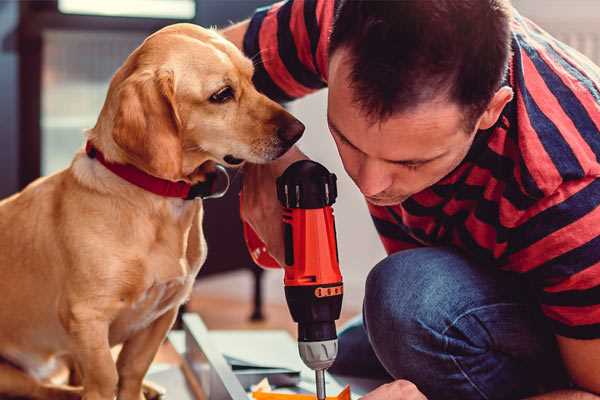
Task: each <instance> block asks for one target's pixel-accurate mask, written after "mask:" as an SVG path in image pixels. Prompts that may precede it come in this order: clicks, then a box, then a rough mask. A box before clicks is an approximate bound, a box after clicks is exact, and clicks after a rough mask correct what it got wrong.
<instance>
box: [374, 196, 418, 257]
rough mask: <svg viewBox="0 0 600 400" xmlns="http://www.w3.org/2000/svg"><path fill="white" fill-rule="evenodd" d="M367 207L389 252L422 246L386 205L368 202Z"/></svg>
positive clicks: (382, 240) (386, 249)
mask: <svg viewBox="0 0 600 400" xmlns="http://www.w3.org/2000/svg"><path fill="white" fill-rule="evenodd" d="M367 207H368V208H369V213H371V219H372V220H373V223H374V224H375V229H376V230H377V233H378V234H379V239H380V240H381V243H382V244H383V247H384V248H385V251H386V253H387V254H392V253H396V252H398V251H401V250H408V249H414V248H416V247H421V246H422V245H421V244H420V243H419V242H417V241H416V240H415V239H413V238H412V237H411V236H410V235H408V234H407V233H406V232H404V230H403V229H402V228H401V227H400V226H399V225H398V224H397V223H396V222H395V220H394V218H393V217H392V215H390V213H389V211H388V210H387V209H386V208H385V207H379V206H375V205H373V204H371V203H368V202H367Z"/></svg>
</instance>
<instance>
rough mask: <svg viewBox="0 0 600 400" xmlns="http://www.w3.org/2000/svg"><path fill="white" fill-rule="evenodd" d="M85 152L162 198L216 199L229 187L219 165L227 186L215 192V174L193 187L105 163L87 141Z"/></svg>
mask: <svg viewBox="0 0 600 400" xmlns="http://www.w3.org/2000/svg"><path fill="white" fill-rule="evenodd" d="M85 152H86V153H87V155H88V157H90V158H95V159H96V160H98V161H100V163H101V164H102V165H104V166H105V167H106V169H108V170H109V171H111V172H112V173H114V174H115V175H118V176H119V177H121V178H123V179H125V180H126V181H127V182H129V183H131V184H133V185H135V186H138V187H140V188H142V189H144V190H146V191H148V192H152V193H154V194H157V195H159V196H163V197H176V198H180V199H184V200H192V199H194V198H196V197H201V198H216V197H221V196H223V195H224V194H225V192H227V188H228V187H229V176H228V175H227V171H226V170H225V168H224V167H223V166H221V165H217V171H219V172H221V173H224V174H225V175H226V176H227V185H226V188H225V189H224V190H223V191H221V192H215V186H216V181H217V175H218V174H217V173H215V174H209V175H207V180H206V181H205V182H200V183H197V184H195V185H191V184H189V183H187V182H183V181H178V182H172V181H168V180H166V179H161V178H157V177H155V176H152V175H150V174H147V173H146V172H144V171H142V170H140V169H138V168H136V167H134V166H133V165H130V164H116V163H113V162H110V161H107V160H106V159H105V158H104V154H102V152H101V151H100V150H98V149H97V148H95V147H94V145H93V144H92V143H91V142H89V141H88V142H87V143H86V145H85Z"/></svg>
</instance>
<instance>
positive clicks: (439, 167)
mask: <svg viewBox="0 0 600 400" xmlns="http://www.w3.org/2000/svg"><path fill="white" fill-rule="evenodd" d="M330 33H331V34H330ZM224 34H225V35H226V36H227V37H228V38H229V39H231V40H232V41H234V42H235V43H236V44H237V45H238V46H240V47H241V48H243V49H244V51H245V53H246V54H247V55H248V56H249V57H252V58H253V59H254V61H255V68H256V71H255V83H256V85H257V87H258V88H259V90H261V91H263V92H264V93H266V94H267V95H269V96H270V97H272V98H274V99H277V100H280V101H289V100H292V99H294V98H298V97H301V96H303V95H306V94H307V93H309V92H312V91H314V90H318V89H320V88H323V87H325V86H328V87H329V97H328V123H329V127H330V130H331V134H332V136H333V139H334V140H335V143H336V145H337V147H338V151H339V154H340V157H341V159H342V161H343V164H344V168H345V169H346V171H347V173H348V174H349V175H350V177H351V178H352V179H353V180H354V182H355V183H356V185H357V187H358V188H359V189H360V191H361V192H362V193H363V194H364V195H365V198H366V200H367V202H368V205H369V209H370V212H371V214H372V217H373V220H374V222H375V226H376V228H377V230H378V232H379V233H380V236H381V240H382V241H383V244H384V246H385V248H386V250H387V252H388V254H389V256H388V257H387V258H386V259H384V260H383V261H381V262H380V263H379V264H378V265H376V266H375V267H374V268H373V270H372V271H371V272H370V274H369V277H368V279H367V282H366V295H365V301H364V309H363V319H362V322H360V321H359V322H358V323H355V324H353V325H352V326H350V327H349V328H347V329H346V330H344V331H343V332H342V334H341V335H340V345H339V346H340V355H339V357H338V360H337V361H336V364H335V365H334V367H333V368H332V370H333V372H337V373H341V374H350V375H361V376H381V377H386V376H387V377H388V378H389V379H390V380H391V381H392V382H391V383H389V384H386V385H383V386H381V387H379V388H378V389H376V390H374V391H373V392H371V393H370V394H368V395H366V396H365V397H364V399H365V400H367V399H368V400H378V399H423V398H424V396H427V398H429V399H508V398H511V399H512V398H524V397H527V396H539V397H534V398H539V399H597V398H598V397H597V396H596V395H594V394H593V393H596V394H599V393H600V207H598V206H599V205H600V179H598V177H599V176H600V163H599V161H598V157H599V156H600V132H599V127H600V69H599V68H598V67H596V66H594V65H593V64H592V63H591V62H590V61H589V60H588V59H586V58H585V57H583V56H581V55H580V54H579V53H577V52H575V51H573V50H572V49H570V48H568V47H567V46H565V45H564V44H562V43H560V42H558V41H556V40H555V39H553V38H552V37H550V36H549V35H547V34H546V33H545V32H543V31H542V30H541V29H540V28H538V27H537V26H536V25H534V24H533V23H532V22H530V21H529V20H527V19H525V18H523V17H522V16H520V15H519V14H518V13H517V12H516V11H514V10H512V9H511V6H510V4H508V0H460V1H455V0H437V1H420V0H404V1H388V2H385V1H384V2H379V1H366V0H365V1H335V2H334V1H333V0H290V1H287V2H283V3H278V4H276V5H274V6H272V7H269V8H265V9H260V10H258V11H257V12H256V14H255V15H254V16H253V17H252V19H250V20H248V21H245V22H242V23H240V24H238V25H235V26H233V27H231V28H229V29H228V30H226V31H225V32H224ZM304 157H305V156H304V155H303V154H302V153H301V152H300V151H299V150H298V149H293V150H291V151H290V152H288V153H287V154H286V155H285V156H284V157H283V158H282V159H280V160H278V161H277V162H274V163H272V164H269V165H261V166H258V165H248V166H247V167H246V176H245V182H244V189H243V191H244V204H243V218H244V219H245V220H246V221H248V222H249V223H250V224H251V225H252V226H253V227H254V229H255V230H256V231H257V233H258V234H259V235H260V236H261V237H262V239H263V240H264V241H265V243H266V244H267V246H268V249H269V252H270V253H271V254H272V255H273V256H274V257H275V258H276V259H278V260H282V259H283V257H282V253H283V245H282V233H281V223H280V210H279V204H278V203H277V200H276V198H275V191H274V190H273V188H274V187H275V177H277V176H278V175H279V174H281V172H282V171H283V170H284V169H285V168H286V167H287V166H288V165H289V164H290V163H291V162H293V161H295V160H297V159H300V158H304ZM342 234H343V233H342Z"/></svg>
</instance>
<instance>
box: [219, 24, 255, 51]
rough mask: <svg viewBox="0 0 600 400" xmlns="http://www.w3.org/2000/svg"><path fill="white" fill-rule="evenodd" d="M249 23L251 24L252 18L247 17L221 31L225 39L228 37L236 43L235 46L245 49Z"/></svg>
mask: <svg viewBox="0 0 600 400" xmlns="http://www.w3.org/2000/svg"><path fill="white" fill-rule="evenodd" d="M249 24H250V20H249V19H247V20H245V21H242V22H239V23H237V24H235V25H232V26H230V27H228V28H225V29H223V30H221V31H220V33H221V35H223V36H224V37H225V39H227V40H229V41H230V42H232V43H233V44H235V46H236V47H237V48H238V49H240V50H243V46H244V35H245V34H246V31H247V30H248V25H249Z"/></svg>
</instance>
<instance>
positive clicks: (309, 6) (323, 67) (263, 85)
mask: <svg viewBox="0 0 600 400" xmlns="http://www.w3.org/2000/svg"><path fill="white" fill-rule="evenodd" d="M335 3H336V1H334V0H288V1H283V2H279V3H275V4H273V5H271V6H267V7H263V8H259V9H257V10H256V12H255V14H254V16H253V17H252V18H251V19H250V24H249V26H248V30H247V31H246V34H245V36H244V45H243V46H244V53H245V54H246V56H248V57H250V58H251V59H252V60H253V62H254V67H255V72H254V84H255V85H256V87H257V89H258V90H259V91H261V92H262V93H264V94H265V95H267V96H268V97H270V98H271V99H273V100H275V101H279V102H285V101H290V100H293V99H297V98H300V97H302V96H305V95H307V94H309V93H312V92H314V91H316V90H318V89H321V88H324V87H325V86H326V85H327V84H326V82H327V62H328V60H327V57H328V54H327V49H328V46H329V34H330V31H331V26H332V24H333V14H334V8H335Z"/></svg>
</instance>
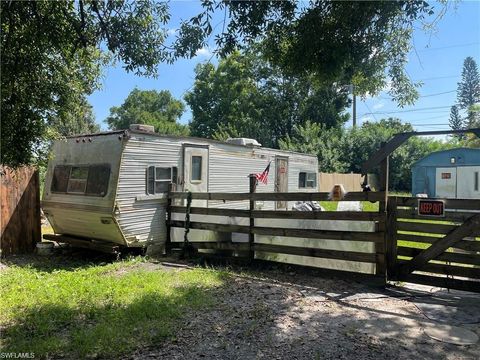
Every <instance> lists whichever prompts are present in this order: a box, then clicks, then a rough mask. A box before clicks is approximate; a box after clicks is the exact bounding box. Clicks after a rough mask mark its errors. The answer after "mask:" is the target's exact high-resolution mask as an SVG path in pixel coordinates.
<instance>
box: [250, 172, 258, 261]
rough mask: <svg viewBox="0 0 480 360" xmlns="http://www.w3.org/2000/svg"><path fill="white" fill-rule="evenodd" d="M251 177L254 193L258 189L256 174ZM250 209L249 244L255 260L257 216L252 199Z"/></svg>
mask: <svg viewBox="0 0 480 360" xmlns="http://www.w3.org/2000/svg"><path fill="white" fill-rule="evenodd" d="M249 178H250V188H249V193H250V194H253V193H255V191H256V190H257V178H256V176H255V175H254V174H250V175H249ZM249 209H250V231H249V233H248V244H249V252H250V254H249V258H250V260H253V259H254V258H255V250H254V249H253V247H254V243H255V234H254V233H253V228H254V227H255V218H254V217H253V211H254V210H255V201H254V200H252V199H250V201H249Z"/></svg>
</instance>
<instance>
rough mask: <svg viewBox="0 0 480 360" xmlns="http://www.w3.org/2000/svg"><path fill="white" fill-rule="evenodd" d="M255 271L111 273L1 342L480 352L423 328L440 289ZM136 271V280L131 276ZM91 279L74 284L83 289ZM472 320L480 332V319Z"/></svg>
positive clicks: (403, 356) (192, 352)
mask: <svg viewBox="0 0 480 360" xmlns="http://www.w3.org/2000/svg"><path fill="white" fill-rule="evenodd" d="M9 261H10V264H15V265H17V266H24V267H30V268H34V269H36V270H39V271H42V272H48V273H50V274H52V275H53V274H55V271H56V270H58V269H61V270H66V271H67V272H72V273H74V272H76V271H79V270H82V269H88V268H90V267H92V266H99V265H100V266H102V264H104V263H105V264H107V265H108V264H110V263H112V261H113V259H110V260H107V259H105V258H98V259H94V260H92V259H91V258H89V259H84V258H74V259H73V260H72V259H71V258H62V257H59V258H57V259H55V260H54V261H53V262H52V264H50V265H48V262H49V260H47V259H45V260H39V261H36V260H32V259H29V258H24V259H23V260H21V261H20V260H19V259H16V260H11V259H10V260H9ZM107 265H105V266H107ZM250 269H251V268H248V267H241V268H238V267H230V268H229V274H228V275H225V273H224V272H222V274H223V275H222V276H219V277H218V279H220V281H219V282H218V283H217V284H216V285H215V286H209V287H207V286H203V285H201V284H200V285H199V281H200V279H201V277H202V276H203V277H206V276H209V275H208V274H217V273H220V272H219V271H218V270H217V269H215V268H210V269H209V270H198V269H197V270H195V269H193V270H190V269H185V270H181V271H179V272H178V273H172V272H171V271H170V272H167V271H163V270H162V269H158V268H149V270H148V271H145V270H142V269H139V270H138V271H135V272H130V273H127V274H129V275H128V276H127V275H124V274H123V273H122V274H123V275H121V276H119V275H113V276H110V277H109V278H108V279H109V282H110V283H113V284H115V286H113V285H112V287H111V288H110V287H109V286H108V284H109V282H107V283H106V284H103V285H102V286H104V288H102V289H103V290H102V291H105V292H106V295H105V294H103V295H102V296H101V297H100V298H101V301H99V302H96V301H89V302H85V303H74V305H72V304H69V303H68V299H66V300H65V304H61V303H58V302H57V303H55V304H49V303H48V302H46V303H43V304H42V305H41V306H36V307H33V308H28V309H27V310H26V311H24V312H22V314H21V316H20V317H19V318H17V319H16V321H14V322H11V323H8V324H3V325H2V337H3V339H2V341H3V343H2V348H3V349H7V350H8V351H22V352H23V351H28V349H29V345H31V344H32V342H34V343H35V344H36V346H37V349H39V350H37V351H39V353H40V357H47V356H48V357H50V358H62V357H67V358H71V357H72V356H73V357H84V356H89V357H98V358H116V357H118V356H125V355H126V357H127V358H132V359H146V358H162V359H185V358H206V359H256V358H268V359H275V358H278V359H284V358H292V359H295V358H296V359H312V358H314V359H315V358H321V359H333V358H335V359H351V358H355V359H379V358H380V359H386V358H395V359H399V358H400V359H401V358H404V359H410V358H439V359H443V358H452V359H454V358H475V357H476V356H477V355H478V354H479V353H480V347H479V345H478V344H475V345H471V346H456V345H452V344H447V343H442V342H438V341H435V340H432V339H430V338H428V337H427V336H426V335H425V334H424V332H423V329H424V328H425V327H427V326H432V325H434V324H435V322H434V321H433V320H431V319H429V318H428V317H426V316H425V315H424V313H422V311H421V310H420V309H419V308H418V307H417V305H416V304H415V302H414V300H415V301H424V302H432V301H434V300H435V299H434V298H433V295H432V294H431V293H428V292H421V291H405V290H403V289H399V288H390V289H386V290H385V289H380V288H372V287H367V286H365V285H364V284H363V283H362V282H359V281H354V280H351V279H346V278H345V277H341V276H335V277H333V276H330V275H327V274H328V273H326V272H318V271H315V270H314V271H309V270H307V271H305V270H304V269H302V268H299V267H283V266H280V267H275V266H271V267H261V268H256V269H255V270H253V271H252V270H250ZM222 270H224V269H222ZM196 272H198V274H197V273H196ZM182 274H183V275H182ZM185 274H193V275H195V277H194V279H193V280H191V279H190V280H189V281H185V280H182V279H183V278H185V279H187V278H188V276H187V275H185ZM193 275H192V276H193ZM197 276H198V278H197ZM130 277H131V278H132V279H133V280H132V281H133V283H132V282H126V283H125V284H123V283H122V281H124V280H122V279H123V278H125V279H130ZM172 279H173V280H172ZM134 280H135V281H134ZM125 281H126V280H125ZM129 281H130V280H129ZM166 281H170V282H171V286H169V287H168V289H167V290H166V291H163V290H160V289H158V288H155V286H153V284H161V283H162V282H166ZM169 284H170V283H169ZM87 285H89V284H88V283H85V284H81V286H80V285H78V286H73V289H74V290H75V291H77V292H78V293H79V294H82V291H87V292H88V290H86V289H85V288H84V287H85V286H87ZM90 285H91V284H90ZM139 289H142V290H141V291H139ZM108 291H111V292H112V293H111V297H110V296H109V295H108ZM129 291H132V296H128V292H129ZM117 292H120V293H121V294H122V295H121V296H120V297H119V295H118V293H117ZM66 296H74V293H73V295H72V293H68V294H66ZM92 296H93V295H92ZM112 299H113V300H112ZM441 301H442V302H443V303H447V304H448V303H451V302H452V301H454V300H449V299H448V298H442V299H441ZM468 326H469V329H471V330H472V331H475V332H476V333H477V334H478V333H480V331H479V327H478V324H469V325H468Z"/></svg>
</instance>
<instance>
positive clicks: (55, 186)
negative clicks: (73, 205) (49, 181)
mask: <svg viewBox="0 0 480 360" xmlns="http://www.w3.org/2000/svg"><path fill="white" fill-rule="evenodd" d="M70 169H71V166H65V165H58V166H55V169H53V178H52V187H51V190H52V192H63V193H66V192H67V187H68V178H69V177H70Z"/></svg>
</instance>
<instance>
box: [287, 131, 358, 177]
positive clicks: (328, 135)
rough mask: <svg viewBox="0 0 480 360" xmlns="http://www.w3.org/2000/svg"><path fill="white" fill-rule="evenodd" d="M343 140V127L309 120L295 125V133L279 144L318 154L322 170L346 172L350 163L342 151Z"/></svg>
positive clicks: (307, 153) (288, 135)
mask: <svg viewBox="0 0 480 360" xmlns="http://www.w3.org/2000/svg"><path fill="white" fill-rule="evenodd" d="M343 140H344V133H343V130H342V129H339V128H331V129H327V128H326V127H325V126H324V125H321V124H316V123H312V122H310V121H307V122H306V123H305V124H304V125H295V127H294V132H293V135H292V136H289V135H287V137H286V138H285V139H283V140H280V142H279V145H280V149H283V150H291V151H298V152H302V153H306V154H312V155H316V156H317V157H318V167H319V169H320V171H322V172H345V171H347V169H348V167H349V163H348V159H346V158H344V157H343V154H342V152H341V151H340V149H341V147H342V141H343Z"/></svg>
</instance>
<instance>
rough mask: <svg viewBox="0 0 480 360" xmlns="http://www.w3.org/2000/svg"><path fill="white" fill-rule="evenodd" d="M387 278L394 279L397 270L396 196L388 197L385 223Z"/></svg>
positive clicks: (395, 274)
mask: <svg viewBox="0 0 480 360" xmlns="http://www.w3.org/2000/svg"><path fill="white" fill-rule="evenodd" d="M385 240H386V257H387V278H388V279H395V277H396V272H397V197H396V196H393V197H390V198H389V199H388V204H387V223H386V232H385Z"/></svg>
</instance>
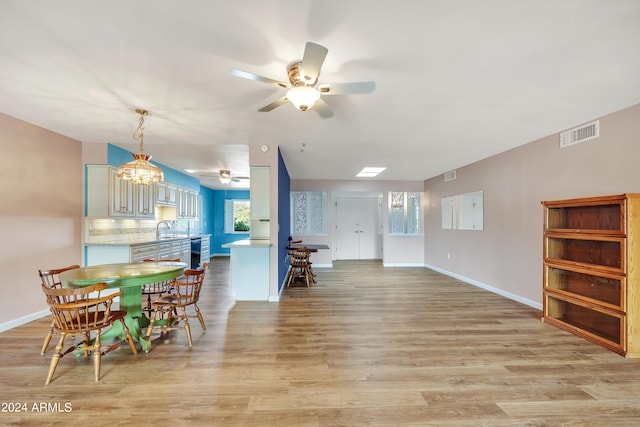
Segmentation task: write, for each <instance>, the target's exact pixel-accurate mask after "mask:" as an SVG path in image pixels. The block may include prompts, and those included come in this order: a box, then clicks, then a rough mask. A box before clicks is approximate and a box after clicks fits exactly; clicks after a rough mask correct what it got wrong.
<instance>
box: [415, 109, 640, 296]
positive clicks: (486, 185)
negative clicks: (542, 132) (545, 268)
mask: <svg viewBox="0 0 640 427" xmlns="http://www.w3.org/2000/svg"><path fill="white" fill-rule="evenodd" d="M595 119H597V118H595V117H594V120H595ZM580 124H581V123H576V124H575V125H576V126H578V125H580ZM639 130H640V104H638V105H635V106H633V107H630V108H627V109H625V110H622V111H619V112H616V113H612V114H610V115H607V116H604V117H601V118H600V138H598V139H594V140H590V141H586V142H583V143H580V144H576V145H572V146H569V147H566V148H562V149H561V148H559V134H554V135H550V136H548V137H545V138H542V139H540V140H537V141H534V142H531V143H529V144H526V145H522V146H520V147H518V148H515V149H512V150H510V151H507V152H504V153H501V154H499V155H496V156H493V157H490V158H488V159H485V160H482V161H479V162H476V163H473V164H471V165H468V166H464V167H461V168H459V169H457V179H455V180H454V181H449V182H444V179H443V176H442V175H441V176H437V177H435V178H432V179H429V180H427V181H425V187H424V190H425V202H426V203H425V204H426V207H425V265H426V266H427V267H432V268H435V269H436V270H439V271H442V272H445V273H448V274H450V275H453V276H454V277H458V278H461V279H463V280H466V281H469V282H471V283H474V284H476V285H479V286H483V287H487V288H490V289H492V290H494V291H496V292H498V293H502V294H504V295H506V296H509V297H511V298H514V299H516V300H520V301H522V302H524V303H526V304H528V305H532V306H535V307H541V306H542V228H543V223H542V221H543V210H542V205H541V204H540V202H541V201H542V200H558V199H570V198H577V197H587V196H604V195H610V194H620V193H634V192H636V193H640V141H639V140H638V136H637V135H638V131H639ZM478 190H482V191H484V231H462V230H442V229H441V211H440V206H441V205H440V199H441V198H442V197H446V196H452V195H457V194H462V193H467V192H472V191H478ZM447 254H449V255H450V257H449V258H447Z"/></svg>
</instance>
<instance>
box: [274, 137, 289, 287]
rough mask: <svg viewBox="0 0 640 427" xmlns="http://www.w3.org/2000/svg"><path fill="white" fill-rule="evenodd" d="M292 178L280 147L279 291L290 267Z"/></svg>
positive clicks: (278, 259) (278, 191) (278, 190)
mask: <svg viewBox="0 0 640 427" xmlns="http://www.w3.org/2000/svg"><path fill="white" fill-rule="evenodd" d="M290 191H291V178H290V177H289V171H288V170H287V166H286V165H285V164H284V160H283V159H282V153H281V152H280V149H278V225H280V230H279V231H278V241H277V242H276V243H275V244H276V245H278V293H279V292H280V290H281V289H282V286H283V283H284V278H285V276H286V274H287V270H288V269H289V261H288V259H287V256H286V255H287V251H286V249H285V246H286V245H287V243H288V241H287V238H288V237H289V236H290V235H291V198H290V196H289V193H290Z"/></svg>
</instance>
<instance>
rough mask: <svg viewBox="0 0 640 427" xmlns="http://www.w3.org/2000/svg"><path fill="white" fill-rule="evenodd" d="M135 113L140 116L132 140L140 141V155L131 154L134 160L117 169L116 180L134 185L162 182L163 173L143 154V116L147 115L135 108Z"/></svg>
mask: <svg viewBox="0 0 640 427" xmlns="http://www.w3.org/2000/svg"><path fill="white" fill-rule="evenodd" d="M136 113H138V114H140V120H139V121H138V127H137V128H136V130H135V132H134V133H133V139H134V140H135V141H140V153H139V154H135V153H132V154H131V155H132V156H133V158H134V160H133V161H132V162H129V163H124V164H122V165H120V166H119V167H118V178H120V179H124V180H126V181H131V182H133V183H134V184H143V185H149V184H153V183H154V182H162V181H164V172H162V169H160V168H159V167H158V166H156V165H154V164H152V163H151V162H150V161H149V160H151V156H149V155H147V154H144V132H143V130H144V116H146V115H147V114H149V112H148V111H147V110H143V109H141V108H136Z"/></svg>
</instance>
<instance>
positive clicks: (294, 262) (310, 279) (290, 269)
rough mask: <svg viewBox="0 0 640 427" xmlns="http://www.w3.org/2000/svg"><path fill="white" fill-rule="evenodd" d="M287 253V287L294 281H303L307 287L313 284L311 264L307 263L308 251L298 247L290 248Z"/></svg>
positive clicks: (308, 255)
mask: <svg viewBox="0 0 640 427" xmlns="http://www.w3.org/2000/svg"><path fill="white" fill-rule="evenodd" d="M288 253H289V272H288V273H287V287H289V285H290V284H291V283H295V281H296V280H298V279H300V280H303V281H304V282H305V283H306V284H307V287H309V283H310V282H313V281H314V279H313V276H314V275H313V271H312V270H311V262H310V261H309V251H308V250H307V248H306V247H304V246H300V247H296V248H291V249H289V251H288Z"/></svg>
***
Leave the pictures out and reproduce exactly the lines from the top of the listing above through the line with "207L389 252L422 246L386".

● **Response box**
Task: each <instance> block asks for one target's pixel-accurate mask, written after "mask:" as an SVG path in image pixels. Prompts that may precede it come in this order: clicks, then a box, then a rough mask. A box before clicks is an approximate bound, a box after clicks is exact, and clicks after a rough mask correct what it got wrong.
<instance>
box: [374, 196, 418, 257]
rough mask: <svg viewBox="0 0 600 400" xmlns="http://www.w3.org/2000/svg"><path fill="white" fill-rule="evenodd" d="M367 207L389 252L422 246L386 205L368 202Z"/></svg>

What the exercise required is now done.